_ESTRATTO DELLA PAGINA_
- - -

Rassegnamoci: le agenzie di comunicazione digitale non riposano mai. Nemmeno il tempo di renderci conto che il cambiamento negli snippet di Google in realtà non è una vera novità che Mark Zuckerberg in persona annuncia un cambiamento epocale per Facebook (o così almeno è stato definito).
In pratica, l’algoritmo di Facebook verrà adattato in modo da includere meno contenuti dalle pagine e sempre più delle persone, in particolare amici e famigliari. Una scelta apparentemente disinteressata, sulla quale torneremo più tardi. Quello che, per l’ennesima volta toglie il sonno alle agenzie di marketing digitale e agli esperti, è l’ennesima riduzione del numero di persone raggiunte. Qualcuno, con particolare spirito, l’ha già definita Reachpocalypse, l’apocalisse del reach.
Siamo onesti: se di apocalisse si tratta, è la meno sorprendente della storia. La reach organica di Facebook è in picchiata ormai da anni, al punto che già nel 2015 c’era chi la stimava al di sotto del 2,6% per le pagine con più di un milione di fan. I dati sono estremamente frammentari ma, almeno dal 2014 in avanti, si legge dei risultati sempre peggiori delle pagine. Per citare un film non troppo celebre “Non posso andare a comprare le sigarette senza incontrare nove marketer che si lamentano del calo della reach organica”.
Questa volta, la ragione annunciata dal fondatore di Facebook, sembra ben motivata: il social media è stato concepito come un luogo di persone, ed è giusto che queste abbiano maggiore rilevanza. Tuttavia, è fin troppo facile far correre la mente ai fatti dell’ultimo anno, dalle lamentele sempre più pressanti nei confronti delle fake news, delle bufale scientifiche oppure, semplicemente, dei contenuti irrilevanti che sempre più persone lamentavano infestare le proprie bacheche.
Con un po’ di conoscenza del marketing digitale, in particolare di quello fatto di trucchetti, regole infallibili e sotterfugi, possiamo leggere una tautologia. Proviamo a sintetizzarla:
Sembra la trama del film il giorno della marmotta – web marketing edition, ma meno divertente. Quello che è sicuro, è che anche per i social media trucchetti e scorciatoie sono destinati a funzionare sempre meno. Allo stato attuale delle cose, non sarebbe nemmeno troppo azzardato iniziare a pensare a un futuro senza Facebook. O per lo meno in cui Facebook è decisamente ridimensionato. E questo è anche il primo indizio su come sopravvivere al nuovo algoritmo di Facebook.
In una frase, la fare è prima cosa da smettere di ragionare in modo Facebook-centrico. Niente di nuovo sotto il sole, se ne parlava già nel 2015: la cosa migliore da fare è mettere al centro della strategia i nostri owned media. Insomma, “ritornare a casa”. E poi, iniziare a guardare oltre il velo. Ci sono moltissimi altri modi di raggiungere il proprio pubblico.

- - -

_RECORD MOSTRATI_
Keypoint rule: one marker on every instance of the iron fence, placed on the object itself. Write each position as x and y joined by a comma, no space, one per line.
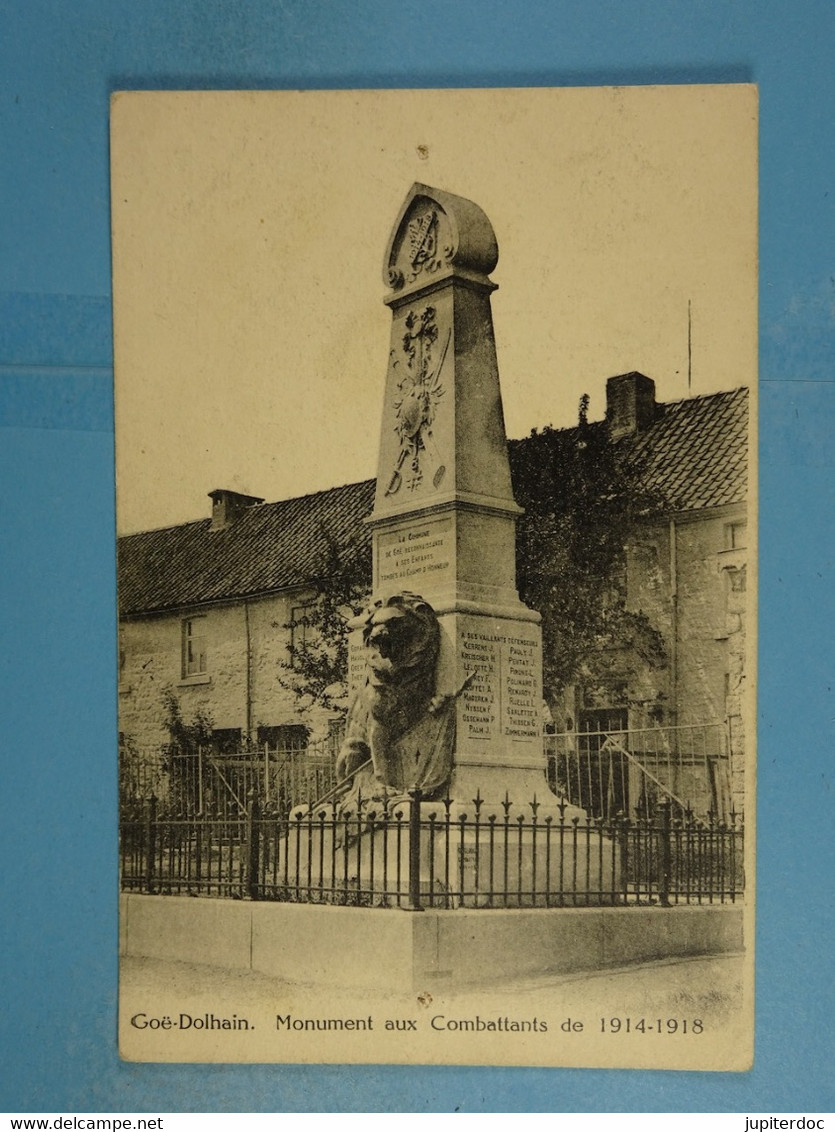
629,771
216,785
413,854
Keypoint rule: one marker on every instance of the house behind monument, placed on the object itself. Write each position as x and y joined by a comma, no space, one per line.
209,614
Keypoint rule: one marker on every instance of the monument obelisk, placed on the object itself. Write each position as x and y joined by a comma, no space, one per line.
444,522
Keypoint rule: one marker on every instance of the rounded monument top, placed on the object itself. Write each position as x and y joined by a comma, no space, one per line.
438,234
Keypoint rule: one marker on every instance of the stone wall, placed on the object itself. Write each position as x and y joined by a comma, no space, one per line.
151,660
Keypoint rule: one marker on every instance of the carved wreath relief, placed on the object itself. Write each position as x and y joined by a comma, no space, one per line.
421,250
419,392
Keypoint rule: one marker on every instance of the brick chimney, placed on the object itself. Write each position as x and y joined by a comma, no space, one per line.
630,404
227,506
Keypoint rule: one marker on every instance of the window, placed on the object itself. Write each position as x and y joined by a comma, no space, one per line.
735,536
283,737
226,740
299,631
194,646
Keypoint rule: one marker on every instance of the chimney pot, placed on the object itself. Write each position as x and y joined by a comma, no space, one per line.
630,404
227,506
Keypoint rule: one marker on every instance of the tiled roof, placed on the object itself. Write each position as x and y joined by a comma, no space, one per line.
268,547
694,454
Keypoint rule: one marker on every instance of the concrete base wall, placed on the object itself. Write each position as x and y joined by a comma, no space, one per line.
304,943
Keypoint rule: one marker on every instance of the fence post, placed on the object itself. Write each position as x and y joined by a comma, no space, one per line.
151,859
665,851
254,813
414,850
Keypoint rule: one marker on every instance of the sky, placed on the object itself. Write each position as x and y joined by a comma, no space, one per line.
249,232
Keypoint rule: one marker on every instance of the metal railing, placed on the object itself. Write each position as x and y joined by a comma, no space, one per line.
217,785
629,771
418,855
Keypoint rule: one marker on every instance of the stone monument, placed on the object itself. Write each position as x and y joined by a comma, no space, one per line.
444,522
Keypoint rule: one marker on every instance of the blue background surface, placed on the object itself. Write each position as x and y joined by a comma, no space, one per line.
58,65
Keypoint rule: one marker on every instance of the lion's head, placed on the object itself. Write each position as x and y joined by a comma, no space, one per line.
402,636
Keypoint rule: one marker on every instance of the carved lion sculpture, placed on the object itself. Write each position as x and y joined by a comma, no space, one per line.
397,720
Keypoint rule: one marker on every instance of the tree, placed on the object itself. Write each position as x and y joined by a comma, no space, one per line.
584,499
318,667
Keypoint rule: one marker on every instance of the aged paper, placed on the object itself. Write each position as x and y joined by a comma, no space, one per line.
251,351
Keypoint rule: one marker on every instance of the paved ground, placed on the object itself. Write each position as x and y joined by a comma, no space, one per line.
676,987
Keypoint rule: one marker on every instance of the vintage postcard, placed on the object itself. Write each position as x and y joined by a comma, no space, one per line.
436,418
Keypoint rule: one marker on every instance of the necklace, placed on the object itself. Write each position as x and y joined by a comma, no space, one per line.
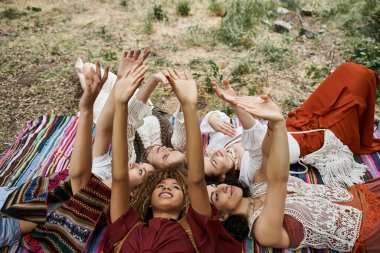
232,152
252,206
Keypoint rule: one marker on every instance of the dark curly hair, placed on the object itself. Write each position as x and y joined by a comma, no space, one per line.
143,193
236,225
179,164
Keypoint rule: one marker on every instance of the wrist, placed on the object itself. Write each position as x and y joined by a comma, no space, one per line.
189,106
85,110
276,124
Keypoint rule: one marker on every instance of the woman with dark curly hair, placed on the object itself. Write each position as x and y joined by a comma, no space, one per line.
168,222
286,212
337,116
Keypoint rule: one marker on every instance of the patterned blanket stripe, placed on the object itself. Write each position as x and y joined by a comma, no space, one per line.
46,144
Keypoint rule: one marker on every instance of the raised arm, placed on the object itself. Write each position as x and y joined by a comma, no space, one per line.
81,159
146,89
124,90
185,89
268,228
103,135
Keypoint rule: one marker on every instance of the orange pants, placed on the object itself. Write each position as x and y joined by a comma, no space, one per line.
343,103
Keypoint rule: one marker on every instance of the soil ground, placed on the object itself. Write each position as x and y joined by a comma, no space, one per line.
38,49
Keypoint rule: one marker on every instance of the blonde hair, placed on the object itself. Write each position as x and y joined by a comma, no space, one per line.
141,200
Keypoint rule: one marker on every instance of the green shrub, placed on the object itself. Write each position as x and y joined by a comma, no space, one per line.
12,13
237,27
217,8
366,51
316,74
291,4
159,14
281,57
243,68
183,8
148,26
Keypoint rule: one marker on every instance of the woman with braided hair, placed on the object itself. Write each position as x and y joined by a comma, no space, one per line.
338,116
285,212
169,223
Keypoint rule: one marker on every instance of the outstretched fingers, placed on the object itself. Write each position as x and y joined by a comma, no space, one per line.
105,74
145,54
136,54
139,71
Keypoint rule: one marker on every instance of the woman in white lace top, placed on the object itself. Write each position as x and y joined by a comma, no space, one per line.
140,121
285,212
335,120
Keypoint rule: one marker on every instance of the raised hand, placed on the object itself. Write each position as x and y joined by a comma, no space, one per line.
161,77
222,126
127,85
131,59
227,94
261,107
94,81
183,85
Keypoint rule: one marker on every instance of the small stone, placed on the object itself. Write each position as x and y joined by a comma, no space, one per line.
266,22
282,10
282,26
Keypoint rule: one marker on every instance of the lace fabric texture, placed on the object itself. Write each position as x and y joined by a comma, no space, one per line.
335,163
179,132
326,224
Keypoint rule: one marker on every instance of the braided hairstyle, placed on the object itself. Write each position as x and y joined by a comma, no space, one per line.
141,200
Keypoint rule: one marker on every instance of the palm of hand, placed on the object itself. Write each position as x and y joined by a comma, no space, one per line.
124,89
228,95
129,64
186,91
90,93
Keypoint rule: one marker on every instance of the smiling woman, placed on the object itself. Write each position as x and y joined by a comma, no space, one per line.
167,221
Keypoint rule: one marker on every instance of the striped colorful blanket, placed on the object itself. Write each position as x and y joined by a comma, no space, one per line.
45,147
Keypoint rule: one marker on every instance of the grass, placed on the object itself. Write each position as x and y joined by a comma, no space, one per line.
37,43
237,28
281,57
217,8
183,8
159,13
12,13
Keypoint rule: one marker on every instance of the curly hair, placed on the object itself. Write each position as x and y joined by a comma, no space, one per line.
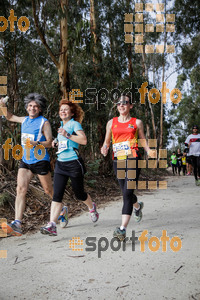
75,109
39,99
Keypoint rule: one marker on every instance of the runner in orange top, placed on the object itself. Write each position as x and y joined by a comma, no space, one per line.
125,131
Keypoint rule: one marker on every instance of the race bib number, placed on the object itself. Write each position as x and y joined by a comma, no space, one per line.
122,149
62,146
26,136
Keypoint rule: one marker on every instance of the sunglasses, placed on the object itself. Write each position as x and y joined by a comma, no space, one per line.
124,102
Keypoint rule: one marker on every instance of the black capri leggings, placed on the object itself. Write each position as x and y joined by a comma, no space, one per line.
129,170
64,171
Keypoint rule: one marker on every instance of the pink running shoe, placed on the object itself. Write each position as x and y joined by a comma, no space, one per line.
94,214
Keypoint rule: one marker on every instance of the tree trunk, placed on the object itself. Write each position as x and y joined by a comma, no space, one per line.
62,63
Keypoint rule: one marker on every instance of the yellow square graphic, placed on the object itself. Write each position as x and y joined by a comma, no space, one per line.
128,27
121,164
131,164
162,164
170,48
152,143
159,48
3,111
170,17
149,49
138,49
149,7
138,6
131,185
142,185
3,253
128,38
139,38
170,27
142,164
3,79
159,17
162,153
3,233
152,164
142,143
131,174
138,27
128,18
138,17
160,7
162,185
149,28
121,174
3,90
159,27
152,185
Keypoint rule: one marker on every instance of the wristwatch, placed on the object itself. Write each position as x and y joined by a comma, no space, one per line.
68,135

- - -

_AZIONI RICHIESTE_
A. Nel testo sull'algoritmo di Facebook, a quanto veniva stimata già nel 2015 la reach organica delle pagine con più di un milione di fan?
B. Prosegui il testo sull'algoritmo di Facebook dal punto in cui si ferma.

_RISPOSTE AI PROBLEMI_
A. Al di sotto del 2,6%.

B.
Per esempio, la SEO può portare ottimi risultati (purché la strategia non sia Google-centrica ma sia basata su reali relazioni e interazioni). Ma non solo. Internet straripa letteralmente di social media alcuni dei quali, in specifiche verticalità, ottengono ottimi risultati. Il punto è che, a differenza di Facebook, è indispensabile attivare vere interazioni.
Ok, ma mentre si studia dove sarebbe meglio migrare, Facebook langue. Purtroppo per questo non c’è soluzione, se non rivedere la strategia dalle basi.
Una delle poche cose note è che l’algoritmo di Facebook, nel costruire il newsfeed utilizza – con i dovuti pesi – anche il pregresso delle nostre attività. Di conseguenza, anche di quelle del nostro pubblico. Ecco perché diventa sempre più importante fornire contenuti di reale interesse, pensati per chi ci segue. Se migliorano le interazioni ed è evidente che il nostro pubblico “cerca” i nostri contenuti, non potrà evitare di mostrarli. Facile? Per nulla. Ma proprio il fatto di illudere le aziende che fosse facile da parte degli esperti del settore ci ha portato alla situazione attuale. Alzi la mano chi non ha mai sentito deliri come “bisogna pubblicare almeno X post al giorno/ora”. Pratiche di chi ha analizzato male e capito peggio, ma che hanno fatto danni incalcolabili alle pagine delle aziende.
Semplicemente: il numero di fan non è (mai stata) una metrica! Se chi legge è un social media manager, ne prenda atto una volta per tutte. Se chi legge è un titolare d’azienda o un amministratore delegato, è il momento esatto di smettere di pensare ai numeri. Centomila o un milione di fan ai quali abbiamo strappato un “mi piace” con un post fatto per “fare engagement” o acquistato con una campagna generica non significano nulla, spesso non sanno nemmeno di essere lì. Invece, un numero di fan veri, interessati e attivi è un patrimonio da non sottovalutare. I post generici e i contenuti irrilevanti, in quest’ottica, sono estremamente dannosi, perché tradiscono i pochi fan che sono davvero li per noi.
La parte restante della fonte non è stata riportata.